4 Responses to “Zeal Goggle Review — Terrific Ski Touring Eye Protection”

  1. Anthony Rabinowitz January 8th, 2006 5:24 am

    I read your review of the Zeal photocromatic goggle with interest. I have a Birko goggle that was about the same price and is also photocromatic, but offers different light transmission options.

    The light transmission on the Zeal ranges from 33% in low light to 16% in bright light. For the Birko, it ranges from 55% to 29%. Because of those figures, I think the Zeal would be better for bright days and the Birko for low light and night uses. I got the information on the Zeal from the website linked to on your blog, and for the Birko I called the distributor at 1800 578 5790.

    I should also tell you that while the Birko is OK for occasional use at night, if I know I am going to being my goggles extensively at night, as during a SAR in a storm I take a pair of Oakley goggles for which I have two interchangeable lens, one clear and one organge. There is a noticeable difference in night performance between the clear Oakley and the Birko in low light mode.

  2. Wink Jackson, designer Zeal Optics January 10th, 2006 6:34 am

    Hello!

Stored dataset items
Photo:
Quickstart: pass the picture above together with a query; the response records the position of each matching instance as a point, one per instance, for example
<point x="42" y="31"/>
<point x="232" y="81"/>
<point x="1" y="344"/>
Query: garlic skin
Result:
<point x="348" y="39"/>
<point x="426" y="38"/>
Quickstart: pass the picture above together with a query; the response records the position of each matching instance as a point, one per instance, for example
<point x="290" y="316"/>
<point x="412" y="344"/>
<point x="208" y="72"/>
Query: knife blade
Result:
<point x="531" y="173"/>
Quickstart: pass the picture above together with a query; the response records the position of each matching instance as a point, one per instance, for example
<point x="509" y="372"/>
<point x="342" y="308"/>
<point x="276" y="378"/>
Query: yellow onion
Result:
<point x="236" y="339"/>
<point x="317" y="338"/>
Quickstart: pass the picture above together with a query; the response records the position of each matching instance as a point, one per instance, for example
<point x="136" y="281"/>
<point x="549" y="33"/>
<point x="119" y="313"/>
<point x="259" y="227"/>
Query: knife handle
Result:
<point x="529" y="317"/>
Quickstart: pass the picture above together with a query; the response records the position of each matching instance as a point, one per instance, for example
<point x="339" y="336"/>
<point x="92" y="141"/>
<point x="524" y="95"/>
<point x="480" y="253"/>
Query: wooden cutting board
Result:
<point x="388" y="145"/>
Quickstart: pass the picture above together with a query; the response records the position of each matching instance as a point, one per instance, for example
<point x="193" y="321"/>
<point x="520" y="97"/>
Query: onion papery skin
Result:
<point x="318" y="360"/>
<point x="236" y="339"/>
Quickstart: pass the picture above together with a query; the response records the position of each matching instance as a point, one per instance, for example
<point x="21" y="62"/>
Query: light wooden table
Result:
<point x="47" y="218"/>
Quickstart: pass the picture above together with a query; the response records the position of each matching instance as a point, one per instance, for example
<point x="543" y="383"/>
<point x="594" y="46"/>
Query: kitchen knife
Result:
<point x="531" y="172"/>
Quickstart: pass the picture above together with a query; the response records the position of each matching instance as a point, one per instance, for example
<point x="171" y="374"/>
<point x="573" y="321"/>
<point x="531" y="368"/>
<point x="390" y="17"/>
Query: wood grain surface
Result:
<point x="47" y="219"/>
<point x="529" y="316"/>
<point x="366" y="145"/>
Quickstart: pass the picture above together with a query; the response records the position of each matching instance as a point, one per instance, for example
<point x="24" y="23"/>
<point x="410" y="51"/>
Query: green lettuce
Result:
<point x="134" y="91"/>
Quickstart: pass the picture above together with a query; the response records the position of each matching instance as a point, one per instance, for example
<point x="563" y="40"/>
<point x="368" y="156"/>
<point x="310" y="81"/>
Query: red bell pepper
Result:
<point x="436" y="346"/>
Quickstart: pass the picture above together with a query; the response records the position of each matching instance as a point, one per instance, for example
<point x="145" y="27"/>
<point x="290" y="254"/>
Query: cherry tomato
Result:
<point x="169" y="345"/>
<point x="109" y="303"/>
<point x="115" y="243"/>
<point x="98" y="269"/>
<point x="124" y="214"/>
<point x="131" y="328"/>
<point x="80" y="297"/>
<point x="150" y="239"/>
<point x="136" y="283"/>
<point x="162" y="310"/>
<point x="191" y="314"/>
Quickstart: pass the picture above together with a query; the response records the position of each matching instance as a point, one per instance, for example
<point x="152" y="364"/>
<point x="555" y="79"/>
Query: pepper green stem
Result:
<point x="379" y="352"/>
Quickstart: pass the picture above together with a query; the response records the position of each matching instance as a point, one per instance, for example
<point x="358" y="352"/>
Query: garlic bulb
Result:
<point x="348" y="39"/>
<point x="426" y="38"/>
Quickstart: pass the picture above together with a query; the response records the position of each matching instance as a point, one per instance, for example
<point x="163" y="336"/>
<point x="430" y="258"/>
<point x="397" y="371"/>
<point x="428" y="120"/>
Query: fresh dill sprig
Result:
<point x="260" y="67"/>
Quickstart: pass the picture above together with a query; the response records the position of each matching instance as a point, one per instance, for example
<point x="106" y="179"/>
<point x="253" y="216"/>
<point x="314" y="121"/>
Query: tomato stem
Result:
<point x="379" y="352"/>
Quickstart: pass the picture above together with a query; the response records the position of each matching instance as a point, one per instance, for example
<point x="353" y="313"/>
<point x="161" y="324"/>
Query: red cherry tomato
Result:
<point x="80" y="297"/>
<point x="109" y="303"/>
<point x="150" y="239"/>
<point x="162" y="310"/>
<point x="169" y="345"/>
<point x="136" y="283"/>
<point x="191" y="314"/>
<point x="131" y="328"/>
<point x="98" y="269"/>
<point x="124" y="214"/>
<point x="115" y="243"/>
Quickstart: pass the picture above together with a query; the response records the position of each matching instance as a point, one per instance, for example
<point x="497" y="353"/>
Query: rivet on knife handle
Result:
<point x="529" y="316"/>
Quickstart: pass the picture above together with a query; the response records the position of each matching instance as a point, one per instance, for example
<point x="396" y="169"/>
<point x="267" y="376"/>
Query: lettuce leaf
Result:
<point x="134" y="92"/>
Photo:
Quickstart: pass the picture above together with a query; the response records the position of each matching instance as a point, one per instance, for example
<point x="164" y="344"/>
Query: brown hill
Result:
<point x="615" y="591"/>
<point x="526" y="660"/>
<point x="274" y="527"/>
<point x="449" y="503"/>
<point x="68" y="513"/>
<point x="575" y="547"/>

TASK DETAILS:
Do the following statements agree with the comments on the Zeal goggle review? For each, answer yes or no and quote the deciding words from the comments.
1. The Zeal's light transmission goes from 33% in low light to 16% in bright light.
2. The commenter took the Birko figures from the website linked on the blog.
3. The clear Oakley and the Birko in low light mode perform about the same at night.

SOLUTION BELOW:
1. Yes: "The light transmission on the Zeal ranges from 33% in low light to 16% in bright light."
2. No: "for the Birko I called the distributor at 1800 578 5790."
3. No: "There is a noticeable difference in night performance between the clear Oakley and the Birko in low light mode."